» Reading text
——
Main image of article Twitter Becomes Latest Tech Giant to Halt Hiring Amidst Adjustments

Twitter is the latest tech company to freeze its hiring. The company has also seen a few high-ranking executives leave amidst a complicated takeover bid from Tesla CEO Elon Musk.

Twitter’s hiring freeze (which extends to backfilling vacant roles) is part of a plan to make the company “responsible and efficient,” according to a statement to Axios. Twitter’s revenue product lead and head of consumer have also left the company in recent days. Bloomberg reports that some offers extended to new employees have been rescinded.  

In a memo to employees, Twitter CEO Parag Agrawal explained the need to tweak the company’s roadmap ahead of Musk’s (possible) takeover. “At the beginning of the pandemic in 2020, the decision was made to invest aggressively to deliver big growth in audience and revenue, and as a company we did not hit intermediate milestones that enable confidence in these goals,” he wrote. “In order to responsibly manage the organization as we sharpen our roadmaps and our work, we need to continue to be intentional about our teams, hiring and costs.”
——
» Dataset records

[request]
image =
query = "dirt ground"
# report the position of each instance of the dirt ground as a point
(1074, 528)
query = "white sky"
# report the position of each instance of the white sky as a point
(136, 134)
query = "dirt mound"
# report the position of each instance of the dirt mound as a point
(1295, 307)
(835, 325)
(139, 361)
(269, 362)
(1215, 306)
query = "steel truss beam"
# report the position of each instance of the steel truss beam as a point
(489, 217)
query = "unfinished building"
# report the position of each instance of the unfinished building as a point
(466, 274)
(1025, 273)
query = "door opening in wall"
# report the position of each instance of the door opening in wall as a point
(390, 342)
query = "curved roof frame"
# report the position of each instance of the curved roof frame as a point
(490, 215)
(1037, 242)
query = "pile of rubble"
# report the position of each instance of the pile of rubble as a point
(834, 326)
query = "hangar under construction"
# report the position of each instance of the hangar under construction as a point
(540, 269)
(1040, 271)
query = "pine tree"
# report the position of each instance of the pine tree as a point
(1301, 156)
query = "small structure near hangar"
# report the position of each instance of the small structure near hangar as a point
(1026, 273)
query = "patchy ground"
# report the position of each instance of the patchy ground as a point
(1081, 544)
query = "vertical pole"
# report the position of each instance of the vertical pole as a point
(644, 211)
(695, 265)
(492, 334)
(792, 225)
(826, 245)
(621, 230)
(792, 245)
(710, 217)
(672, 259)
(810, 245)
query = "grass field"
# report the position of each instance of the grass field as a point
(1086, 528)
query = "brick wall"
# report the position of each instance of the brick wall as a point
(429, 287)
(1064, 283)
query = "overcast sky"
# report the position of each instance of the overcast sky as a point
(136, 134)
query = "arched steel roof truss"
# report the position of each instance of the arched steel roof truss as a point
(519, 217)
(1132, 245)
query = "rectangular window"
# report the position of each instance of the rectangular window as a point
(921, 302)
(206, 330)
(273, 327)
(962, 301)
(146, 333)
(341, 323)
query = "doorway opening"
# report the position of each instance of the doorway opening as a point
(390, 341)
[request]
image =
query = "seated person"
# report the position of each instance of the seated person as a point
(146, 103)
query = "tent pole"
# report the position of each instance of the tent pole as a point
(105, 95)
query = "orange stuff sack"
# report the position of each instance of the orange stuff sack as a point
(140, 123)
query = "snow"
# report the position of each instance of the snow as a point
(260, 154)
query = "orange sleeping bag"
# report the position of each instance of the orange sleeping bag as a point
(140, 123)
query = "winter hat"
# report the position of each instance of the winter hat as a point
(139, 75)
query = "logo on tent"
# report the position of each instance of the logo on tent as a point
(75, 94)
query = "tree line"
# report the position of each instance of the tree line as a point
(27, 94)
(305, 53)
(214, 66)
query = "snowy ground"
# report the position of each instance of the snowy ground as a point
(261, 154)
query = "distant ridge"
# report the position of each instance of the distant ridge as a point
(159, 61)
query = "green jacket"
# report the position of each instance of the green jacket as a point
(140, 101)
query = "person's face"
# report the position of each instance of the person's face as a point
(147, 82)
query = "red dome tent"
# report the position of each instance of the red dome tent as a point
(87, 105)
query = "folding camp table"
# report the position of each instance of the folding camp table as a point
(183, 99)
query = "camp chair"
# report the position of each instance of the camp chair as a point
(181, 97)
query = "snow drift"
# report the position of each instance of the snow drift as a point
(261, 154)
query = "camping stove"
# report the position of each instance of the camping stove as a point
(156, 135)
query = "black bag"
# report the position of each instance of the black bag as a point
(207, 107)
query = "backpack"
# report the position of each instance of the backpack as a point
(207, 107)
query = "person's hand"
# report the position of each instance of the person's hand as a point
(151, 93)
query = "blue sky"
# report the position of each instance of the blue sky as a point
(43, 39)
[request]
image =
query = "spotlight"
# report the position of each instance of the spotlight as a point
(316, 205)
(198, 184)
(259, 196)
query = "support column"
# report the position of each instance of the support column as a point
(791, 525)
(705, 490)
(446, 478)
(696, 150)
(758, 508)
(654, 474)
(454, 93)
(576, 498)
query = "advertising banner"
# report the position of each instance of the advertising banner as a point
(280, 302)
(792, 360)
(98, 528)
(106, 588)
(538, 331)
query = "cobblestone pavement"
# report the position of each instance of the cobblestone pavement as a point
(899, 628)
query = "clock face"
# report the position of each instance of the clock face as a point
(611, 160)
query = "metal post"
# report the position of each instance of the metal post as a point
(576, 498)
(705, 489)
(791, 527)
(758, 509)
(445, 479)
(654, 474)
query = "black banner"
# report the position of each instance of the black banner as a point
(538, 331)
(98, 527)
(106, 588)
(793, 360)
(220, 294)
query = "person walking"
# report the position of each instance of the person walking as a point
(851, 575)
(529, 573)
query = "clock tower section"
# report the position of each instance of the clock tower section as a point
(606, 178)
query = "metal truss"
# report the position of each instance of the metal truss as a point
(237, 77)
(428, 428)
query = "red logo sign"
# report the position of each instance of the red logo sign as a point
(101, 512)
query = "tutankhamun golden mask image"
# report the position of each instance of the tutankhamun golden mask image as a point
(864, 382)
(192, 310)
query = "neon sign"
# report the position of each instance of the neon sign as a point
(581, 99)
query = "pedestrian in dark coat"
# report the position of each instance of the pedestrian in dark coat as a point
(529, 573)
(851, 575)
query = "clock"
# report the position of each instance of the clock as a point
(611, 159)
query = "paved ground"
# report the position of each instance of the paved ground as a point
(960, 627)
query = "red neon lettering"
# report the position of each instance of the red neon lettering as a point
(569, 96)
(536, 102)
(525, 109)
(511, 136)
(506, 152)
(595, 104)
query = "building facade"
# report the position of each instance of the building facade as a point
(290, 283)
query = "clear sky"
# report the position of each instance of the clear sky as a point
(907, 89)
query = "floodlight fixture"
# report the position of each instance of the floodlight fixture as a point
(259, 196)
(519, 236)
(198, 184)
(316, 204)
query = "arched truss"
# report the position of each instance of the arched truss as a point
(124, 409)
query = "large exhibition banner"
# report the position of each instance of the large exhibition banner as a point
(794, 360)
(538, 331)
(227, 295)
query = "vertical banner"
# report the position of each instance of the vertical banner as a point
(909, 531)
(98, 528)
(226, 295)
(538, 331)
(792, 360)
——
Copy out the article about Twitter's hiring freeze in full, word for word.

Main image of article Twitter Becomes Latest Tech Giant to Halt Hiring Amidst Adjustments

Twitter is the latest tech company to freeze its hiring. The company has also seen a few high-ranking executives leave amidst a complicated takeover bid from Tesla CEO Elon Musk.

Twitter’s hiring freeze (which extends to backfilling vacant roles) is part of a plan to make the company “responsible and efficient,” according to a statement to Axios. Twitter’s revenue product lead and head of consumer have also left the company in recent days. Bloomberg reports that some offers extended to new employees have been rescinded.  

In a memo to employees, Twitter CEO Parag Agrawal explained the need to tweak the company’s roadmap ahead of Musk’s (possible) takeover. “At the beginning of the pandemic in 2020, the decision was made to invest aggressively to deliver big growth in audience and revenue, and as a company we did not hit intermediate milestones that enable confidence in these goals,” he wrote. “In order to responsibly manage the organization as we sharpen our roadmaps and our work, we need to continue to be intentional about our teams, hiring and costs.”